◆ **What you will do**: Edit the items below from the line containing "Could you point out the upper" through the end of the items, replacing "upper lip" with "top lip" wherever it occurs and changing nothing else. Return only those lines.
--- start ---
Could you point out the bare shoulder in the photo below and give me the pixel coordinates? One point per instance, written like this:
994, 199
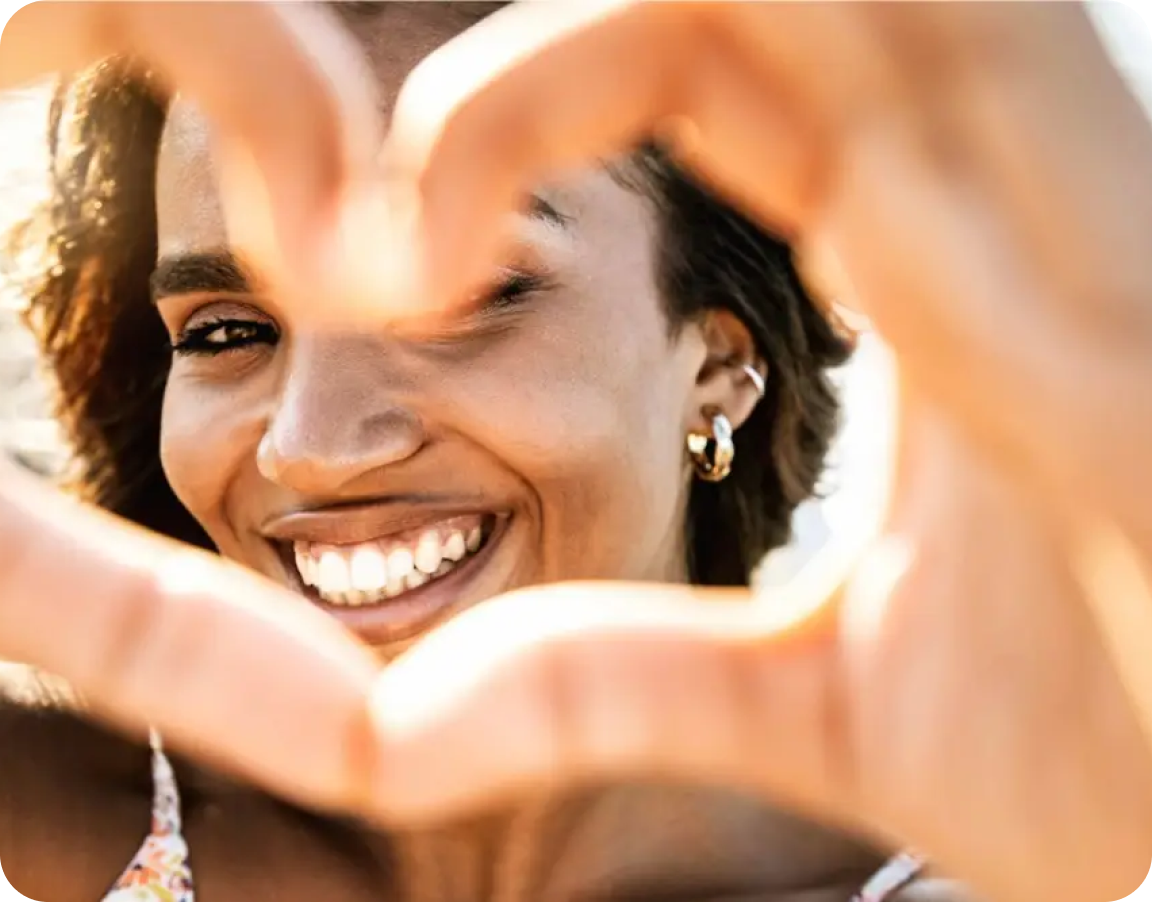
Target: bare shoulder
69, 790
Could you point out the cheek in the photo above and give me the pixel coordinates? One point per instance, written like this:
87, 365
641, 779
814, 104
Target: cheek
589, 415
204, 442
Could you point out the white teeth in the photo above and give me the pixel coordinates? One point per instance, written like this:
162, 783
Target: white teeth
416, 578
360, 575
400, 562
369, 570
332, 574
454, 547
427, 552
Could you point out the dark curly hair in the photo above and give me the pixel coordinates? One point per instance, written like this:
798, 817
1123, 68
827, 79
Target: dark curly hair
104, 343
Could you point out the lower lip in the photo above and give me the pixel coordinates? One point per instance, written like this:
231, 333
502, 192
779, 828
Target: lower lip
416, 611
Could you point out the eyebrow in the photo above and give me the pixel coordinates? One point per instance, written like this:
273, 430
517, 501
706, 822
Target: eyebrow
222, 272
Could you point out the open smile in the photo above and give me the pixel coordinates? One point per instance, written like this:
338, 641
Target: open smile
395, 585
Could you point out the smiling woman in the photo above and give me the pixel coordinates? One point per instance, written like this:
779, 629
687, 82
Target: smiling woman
575, 422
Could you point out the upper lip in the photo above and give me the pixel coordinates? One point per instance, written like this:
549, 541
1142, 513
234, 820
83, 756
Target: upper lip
351, 523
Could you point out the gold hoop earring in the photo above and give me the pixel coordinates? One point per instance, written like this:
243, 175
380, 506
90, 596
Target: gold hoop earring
--- end ---
◆ **Solution to this problem**:
Could you point out the top lip in the photo above and give me the pixel coordinates? One point per instance, written like this:
549, 541
1142, 513
234, 820
83, 756
Target: top lip
351, 523
Could you point out the gold hoop earring in the photo above and give me the pixel coordinates? One point per instance, written like this:
243, 175
380, 506
90, 596
Target: gold hoop earring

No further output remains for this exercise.